■ **EXERCISE**:
Copy the passage of the author interview below from "JI – It’s interesting" to "a few days.", word for word.

(SELECTED EXCERPT)

J. E. Irvin grew up in Struthers, Ohio, in the industrial north area of the state. The oldest of seven children, she spent her childhood caring for her siblings and reading her way through the shelves of the local library. She completed her undergraduate BA at Ohio University, earned an M.S. in Education from the University of Dayton and an M.A. in Spanish from the University of Cincinnati. Her stories have won numerous awards and appeared in a variety of print and online publications. A career educator, Irvin taught high school for 38 years and served as adjunct faculty in Spanish at Wright State University for four years. Her interests include canoeing, gardening and travel.
DAU-First, let’s talk about your new book. The Strange Disappearance of Rose Stone, available from Amazon and other fine retailers. It must be bittersweet to finish. I mean, of course you want to tell the story, but you live you with your characters for some time. When you’ve finished a book, do you miss the characters?
JI – It’s interesting you should ask that. When I finish a book, the characters reside in me like beloved family members who show up at Thanksgiving dinner to provide an update on their lives. There are some who never come back home. Others insist there is more to tell. In the case of the protagonist from The Dark End of the Rainbow, Xandra Byrd, her story is actually just beginning. I have a series planned for her, but first I have research to do. I’m looking for a criminology student at Sinclair to inform me about the program and allow me to shadow him/her for a few days.
DAU-I know your Uncle Joe was an inspiration for a character in one of your books. You’ve also said that you never have trouble writing, that you have so many ideas. Talk about inspiration. And yes, this is a thinly disguised “where do you get your ideas” query.

(End SELECTED EXCERPT)
(INFORMATION PROVIDED)

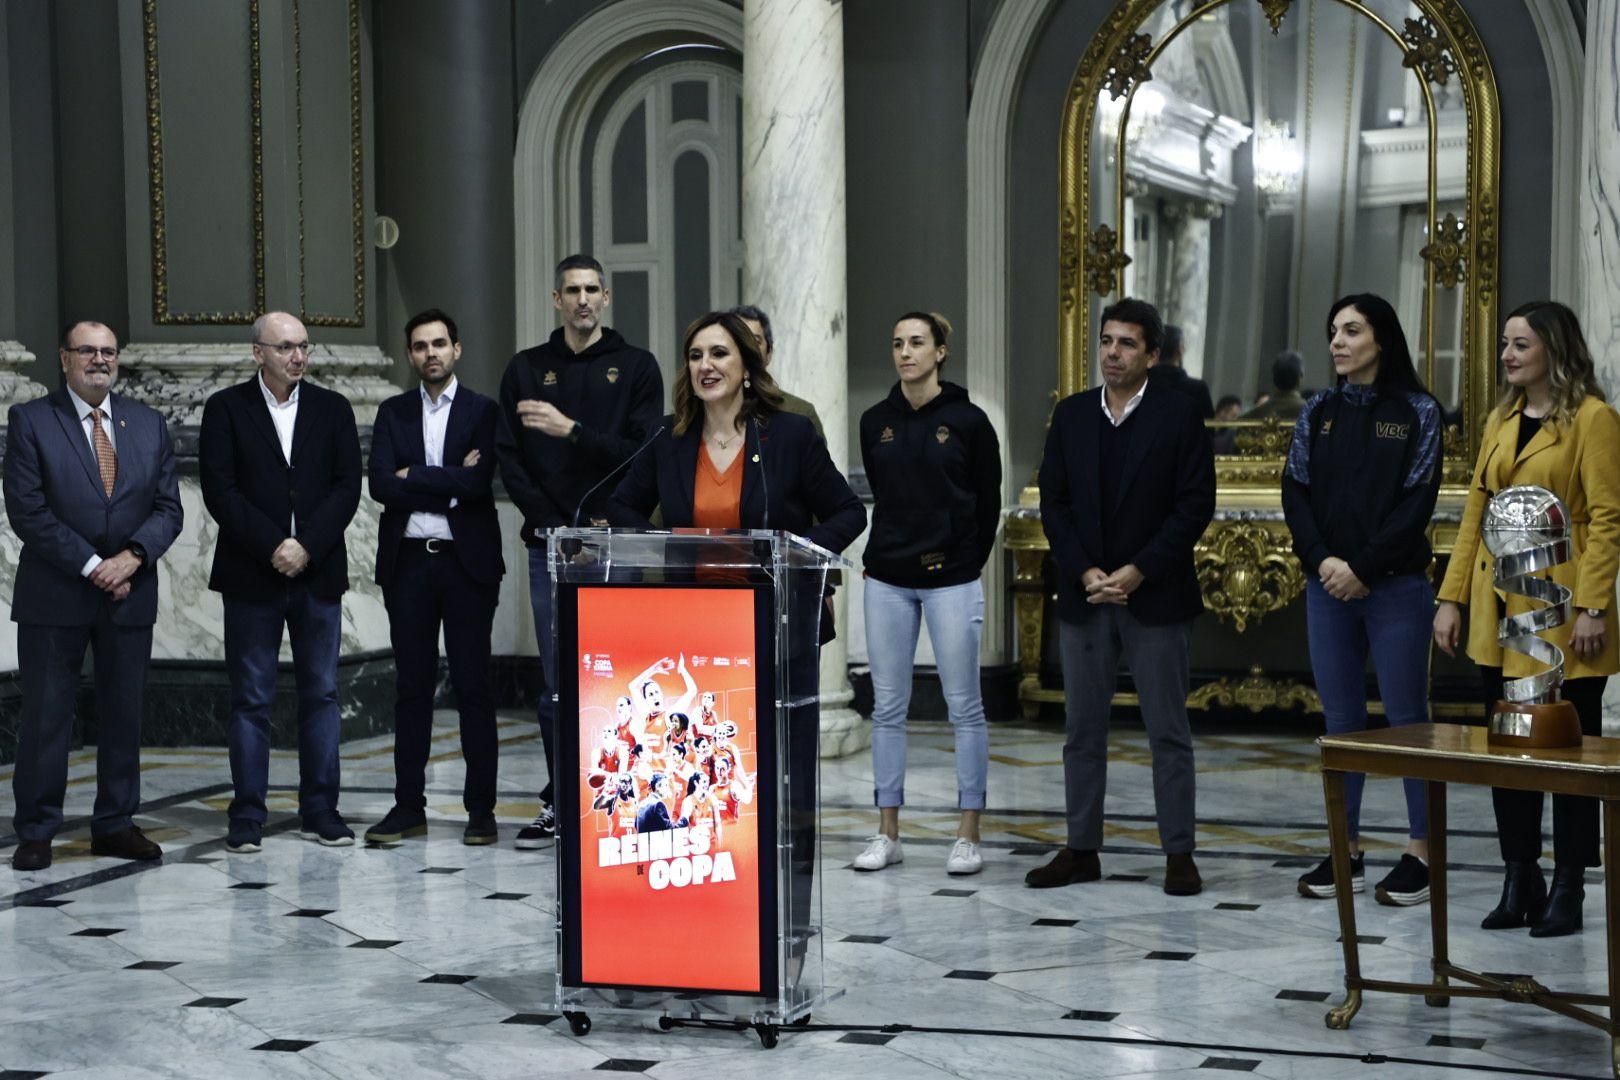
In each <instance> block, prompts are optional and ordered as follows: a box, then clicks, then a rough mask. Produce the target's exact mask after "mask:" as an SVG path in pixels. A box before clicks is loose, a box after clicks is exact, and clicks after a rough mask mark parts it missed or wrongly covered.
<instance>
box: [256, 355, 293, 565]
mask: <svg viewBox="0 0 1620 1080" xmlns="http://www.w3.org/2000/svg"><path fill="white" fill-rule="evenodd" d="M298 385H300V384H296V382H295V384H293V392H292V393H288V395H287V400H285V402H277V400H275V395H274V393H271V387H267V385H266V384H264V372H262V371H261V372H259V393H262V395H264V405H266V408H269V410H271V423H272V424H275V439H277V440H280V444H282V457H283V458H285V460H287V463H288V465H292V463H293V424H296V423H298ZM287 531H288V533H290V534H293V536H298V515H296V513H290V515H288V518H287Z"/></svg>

(End INFORMATION PROVIDED)

■ **SOLVED EXERCISE**:
JI – It’s interesting you should ask that. When I finish a book, the characters reside in me like beloved family members who show up at Thanksgiving dinner to provide an update on their lives. There are some who never come back home. Others insist there is more to tell. In the case of the protagonist from The Dark End of the Rainbow, Xandra Byrd, her story is actually just beginning. I have a series planned for her, but first I have research to do. I’m looking for a criminology student at Sinclair to inform me about the program and allow me to shadow him/her for a few days.